(Data extracted from a collection)
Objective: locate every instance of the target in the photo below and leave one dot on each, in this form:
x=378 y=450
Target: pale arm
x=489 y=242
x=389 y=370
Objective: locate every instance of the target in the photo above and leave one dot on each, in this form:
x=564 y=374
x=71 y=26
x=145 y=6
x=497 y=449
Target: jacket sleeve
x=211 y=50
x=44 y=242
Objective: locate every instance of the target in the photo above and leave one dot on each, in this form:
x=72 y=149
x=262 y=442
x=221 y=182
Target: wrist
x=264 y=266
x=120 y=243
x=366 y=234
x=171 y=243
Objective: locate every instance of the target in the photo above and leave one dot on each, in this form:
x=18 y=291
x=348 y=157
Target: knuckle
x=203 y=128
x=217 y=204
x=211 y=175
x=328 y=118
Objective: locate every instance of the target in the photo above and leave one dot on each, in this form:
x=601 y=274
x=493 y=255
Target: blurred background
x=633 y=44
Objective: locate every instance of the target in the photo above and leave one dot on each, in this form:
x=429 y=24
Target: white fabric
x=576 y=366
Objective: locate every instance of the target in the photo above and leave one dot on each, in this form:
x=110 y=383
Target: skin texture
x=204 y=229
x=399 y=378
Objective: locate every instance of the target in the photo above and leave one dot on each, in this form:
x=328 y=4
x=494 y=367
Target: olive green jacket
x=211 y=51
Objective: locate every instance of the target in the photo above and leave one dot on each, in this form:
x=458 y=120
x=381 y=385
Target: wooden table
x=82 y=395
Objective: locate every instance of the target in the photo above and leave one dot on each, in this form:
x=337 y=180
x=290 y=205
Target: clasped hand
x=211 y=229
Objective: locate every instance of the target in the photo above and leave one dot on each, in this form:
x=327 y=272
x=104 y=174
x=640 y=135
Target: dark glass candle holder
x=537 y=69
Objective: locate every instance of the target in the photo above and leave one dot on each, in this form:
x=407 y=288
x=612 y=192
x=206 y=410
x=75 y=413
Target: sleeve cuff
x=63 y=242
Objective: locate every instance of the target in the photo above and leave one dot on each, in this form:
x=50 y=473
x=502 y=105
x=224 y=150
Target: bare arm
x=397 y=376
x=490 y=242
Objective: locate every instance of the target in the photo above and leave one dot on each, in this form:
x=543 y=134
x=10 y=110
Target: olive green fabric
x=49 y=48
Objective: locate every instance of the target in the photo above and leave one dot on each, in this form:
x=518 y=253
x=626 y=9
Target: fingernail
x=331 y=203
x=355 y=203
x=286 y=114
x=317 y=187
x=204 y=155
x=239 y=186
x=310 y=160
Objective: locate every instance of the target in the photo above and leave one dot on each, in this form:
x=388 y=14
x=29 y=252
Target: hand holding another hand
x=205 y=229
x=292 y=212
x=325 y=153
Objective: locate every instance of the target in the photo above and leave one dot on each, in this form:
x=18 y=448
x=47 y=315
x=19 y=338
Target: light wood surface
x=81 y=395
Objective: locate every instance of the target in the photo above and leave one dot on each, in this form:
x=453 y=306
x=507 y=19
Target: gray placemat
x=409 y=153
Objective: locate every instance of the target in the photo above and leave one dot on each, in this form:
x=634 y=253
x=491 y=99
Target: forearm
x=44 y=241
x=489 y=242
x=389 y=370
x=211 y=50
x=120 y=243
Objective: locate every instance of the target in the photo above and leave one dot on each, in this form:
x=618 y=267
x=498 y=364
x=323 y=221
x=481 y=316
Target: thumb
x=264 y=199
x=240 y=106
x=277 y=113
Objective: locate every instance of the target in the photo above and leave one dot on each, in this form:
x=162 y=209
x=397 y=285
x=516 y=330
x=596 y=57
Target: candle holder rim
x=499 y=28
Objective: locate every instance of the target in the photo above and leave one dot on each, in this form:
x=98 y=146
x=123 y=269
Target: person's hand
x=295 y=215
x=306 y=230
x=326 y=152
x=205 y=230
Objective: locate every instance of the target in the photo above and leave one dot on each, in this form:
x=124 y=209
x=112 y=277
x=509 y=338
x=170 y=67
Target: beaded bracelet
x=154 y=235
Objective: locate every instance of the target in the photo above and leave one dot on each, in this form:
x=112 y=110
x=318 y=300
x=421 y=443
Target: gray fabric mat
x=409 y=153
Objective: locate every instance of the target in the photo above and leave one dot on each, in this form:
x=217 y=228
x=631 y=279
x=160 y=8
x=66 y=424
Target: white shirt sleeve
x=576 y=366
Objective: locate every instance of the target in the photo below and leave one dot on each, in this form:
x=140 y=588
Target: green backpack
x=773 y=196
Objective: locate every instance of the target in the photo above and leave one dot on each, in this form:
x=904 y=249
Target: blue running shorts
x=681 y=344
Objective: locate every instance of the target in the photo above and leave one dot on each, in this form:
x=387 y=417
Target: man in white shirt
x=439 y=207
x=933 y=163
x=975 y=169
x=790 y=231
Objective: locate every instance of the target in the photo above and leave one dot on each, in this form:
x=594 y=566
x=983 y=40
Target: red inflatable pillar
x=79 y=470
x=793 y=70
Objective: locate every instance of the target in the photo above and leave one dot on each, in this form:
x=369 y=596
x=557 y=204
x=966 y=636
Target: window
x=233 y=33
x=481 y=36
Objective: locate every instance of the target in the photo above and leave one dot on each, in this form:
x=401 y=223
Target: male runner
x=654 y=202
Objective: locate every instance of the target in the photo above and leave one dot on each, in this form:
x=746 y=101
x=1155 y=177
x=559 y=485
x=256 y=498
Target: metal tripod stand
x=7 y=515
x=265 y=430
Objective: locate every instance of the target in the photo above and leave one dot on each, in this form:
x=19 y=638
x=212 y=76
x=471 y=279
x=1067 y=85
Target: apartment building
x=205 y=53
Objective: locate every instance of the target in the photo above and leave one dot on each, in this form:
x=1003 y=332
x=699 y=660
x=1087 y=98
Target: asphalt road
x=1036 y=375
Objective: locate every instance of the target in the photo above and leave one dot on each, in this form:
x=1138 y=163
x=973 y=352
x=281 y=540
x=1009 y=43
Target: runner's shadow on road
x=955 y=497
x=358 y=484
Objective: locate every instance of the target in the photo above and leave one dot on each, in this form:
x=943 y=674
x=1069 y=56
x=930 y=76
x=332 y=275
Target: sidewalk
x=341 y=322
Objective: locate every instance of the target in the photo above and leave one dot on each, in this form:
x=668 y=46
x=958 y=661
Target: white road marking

Work required:
Set down each line exactly as it appears in the data.

Solution for this problem:
Objective: locate every instance of the target in the photo below and leave one dot on each, in this form:
x=378 y=450
Target: pale arm
x=489 y=242
x=389 y=370
Objective: locate every instance of the target in the photo above and leave one dot on each, in this form:
x=564 y=374
x=71 y=26
x=145 y=6
x=497 y=449
Target: jacket sleeve
x=211 y=50
x=44 y=242
Objective: locate every instance of the target in the photo above and leave one dot on each, in this form:
x=72 y=149
x=262 y=442
x=221 y=182
Target: wrist
x=264 y=266
x=120 y=243
x=366 y=234
x=171 y=243
Objective: locate every instance of the target in the photo above and leave one dot on each, in this form:
x=18 y=291
x=348 y=157
Target: knuckle
x=203 y=128
x=217 y=204
x=211 y=175
x=328 y=118
Objective: locate every instance of the target in the photo above and leave one dot on each, in this form:
x=601 y=274
x=493 y=255
Target: blurred background
x=633 y=44
Objective: locate every instance of the target in the photo above and leave one dot on each, in this form:
x=429 y=24
Target: white fabric
x=576 y=366
Objective: locate every instance of the target in the photo above and leave one dot on each, in this form:
x=110 y=383
Target: skin texture
x=204 y=229
x=399 y=378
Objective: locate every instance of the target in the photo above and leave one dot on each, in this form:
x=328 y=4
x=494 y=367
Target: olive green jacket
x=211 y=51
Objective: locate every instance of the target in the photo above and leave one dot on each, in this form:
x=458 y=120
x=381 y=385
Target: wooden table
x=82 y=395
Objective: locate every instance of the target in the photo above and leave one dot on each, in this form:
x=337 y=180
x=290 y=205
Target: clasped hand
x=211 y=229
Objective: locate every instance of the target in the photo above and leave one dot on each, in this form:
x=327 y=272
x=104 y=174
x=640 y=135
Target: dark glass candle holder
x=537 y=69
Objective: locate every instance of the target in the photo above and leave one dot on each, in this form:
x=407 y=288
x=612 y=192
x=206 y=410
x=75 y=413
Target: sleeve cuff
x=63 y=242
Objective: locate every instance of the target in the photo above and leave one dot on each, in this form:
x=50 y=473
x=502 y=105
x=224 y=150
Target: bare arm
x=397 y=376
x=490 y=242
Objective: locate every instance of the target in the photo above and leave one dot on each, in this form:
x=543 y=134
x=10 y=110
Target: olive green fabric
x=49 y=48
Objective: locate every instance of the target in the photo above and leave one dot on each, in this form:
x=518 y=253
x=626 y=9
Target: fingernail
x=331 y=203
x=355 y=203
x=286 y=114
x=317 y=187
x=204 y=155
x=239 y=186
x=310 y=160
Objective: locate every instance of the target in the photo above and leave one dot on each, in this form:
x=388 y=14
x=29 y=252
Target: hand holding another hand
x=205 y=229
x=292 y=212
x=325 y=153
Objective: locate every instance of the target in the photo above and leave one dot on each, in this form:
x=18 y=448
x=47 y=315
x=19 y=338
Target: light wood surface
x=81 y=395
Objective: locate every instance of the target in the photo above and leave one dot on each, in this form:
x=453 y=306
x=507 y=19
Target: gray placemat
x=409 y=153
Objective: locate every instance of the target in the photo above and leave one dot on each, in this form:
x=634 y=253
x=491 y=99
Target: forearm
x=44 y=241
x=489 y=242
x=389 y=370
x=211 y=50
x=120 y=243
Objective: locate every instance of the target in the photo above and leave one dot on each, in this form:
x=618 y=267
x=498 y=364
x=323 y=221
x=481 y=316
Target: thumb
x=264 y=199
x=240 y=106
x=277 y=113
Objective: locate every instance of the target in the photo above and leave one dot on each, in this form:
x=162 y=209
x=397 y=285
x=516 y=330
x=596 y=57
Target: candle holder rim
x=499 y=28
Objective: locate every instance of the target in the photo above and leave one dot on each, in this form:
x=98 y=146
x=123 y=269
Target: person's hand
x=295 y=215
x=306 y=230
x=326 y=152
x=205 y=230
Objective: locate every instance of the target in the photo above and leave one dot on each, in this form:
x=124 y=209
x=112 y=277
x=509 y=338
x=170 y=67
Target: beaded bracelet
x=154 y=235
Objective: locate every instance of the target in the photo above and leave one dot on each, in this form:
x=112 y=110
x=318 y=300
x=421 y=443
Target: gray fabric mat
x=409 y=153
Objective: locate every instance of the target in the photo above and leave one dot on each, in this form:
x=217 y=228
x=631 y=279
x=160 y=8
x=66 y=424
Target: white shirt sleeve
x=576 y=366
Objective: locate every instance of the target in the photo below and leave one dot on each, in this form:
x=140 y=588
Target: green backpack
x=773 y=196
Objective: locate every instance of the target in the photo above and leave one dot on each, in this form:
x=904 y=249
Target: blue running shorts
x=681 y=344
Objective: locate every instance of the target in the photo above and leave one dot on each, in this form:
x=387 y=417
Target: man in white shirt
x=439 y=207
x=933 y=163
x=975 y=169
x=790 y=231
Objective: locate every instance of the target in the photo above and leave one dot on each, in this form:
x=594 y=566
x=983 y=40
Target: red inflatable pillar
x=79 y=470
x=793 y=70
Objective: locate every instance of the target in the photo above and leave one dot on each, in this form:
x=369 y=596
x=557 y=204
x=966 y=636
Target: window
x=233 y=33
x=481 y=36
Objective: locate every instance of the target in the photo above and leave one dot on each, in this form:
x=401 y=223
Target: male runner
x=654 y=202
Objective: locate every instance of the target in the photo above and leave one dot on each, in this form:
x=746 y=101
x=1155 y=177
x=559 y=485
x=256 y=498
Target: metal tripod stand
x=7 y=515
x=265 y=430
Objective: locate every instance of the target in the photo above and leave one dot on each, in this form:
x=19 y=638
x=212 y=76
x=471 y=279
x=1067 y=85
Target: apartment building
x=205 y=53
Objective: locate every instance of the target in the photo above and leave one dot on each, in this form:
x=1003 y=332
x=699 y=660
x=1087 y=98
Target: asphalt road
x=1036 y=375
Objective: locate every instance of the target in the photo above and leave one dot on each, in this form:
x=1138 y=163
x=973 y=352
x=281 y=540
x=1009 y=43
Target: runner's shadow on road
x=955 y=497
x=358 y=484
Objective: locate every instance of the target in the photo above and leave one dot on each, in this form:
x=943 y=674
x=1069 y=56
x=930 y=76
x=332 y=275
Target: sidewalk
x=341 y=322
Objective: locate every instance of the target in the photo above and leave one dot on each, in this form:
x=668 y=46
x=958 y=661
Target: white road marking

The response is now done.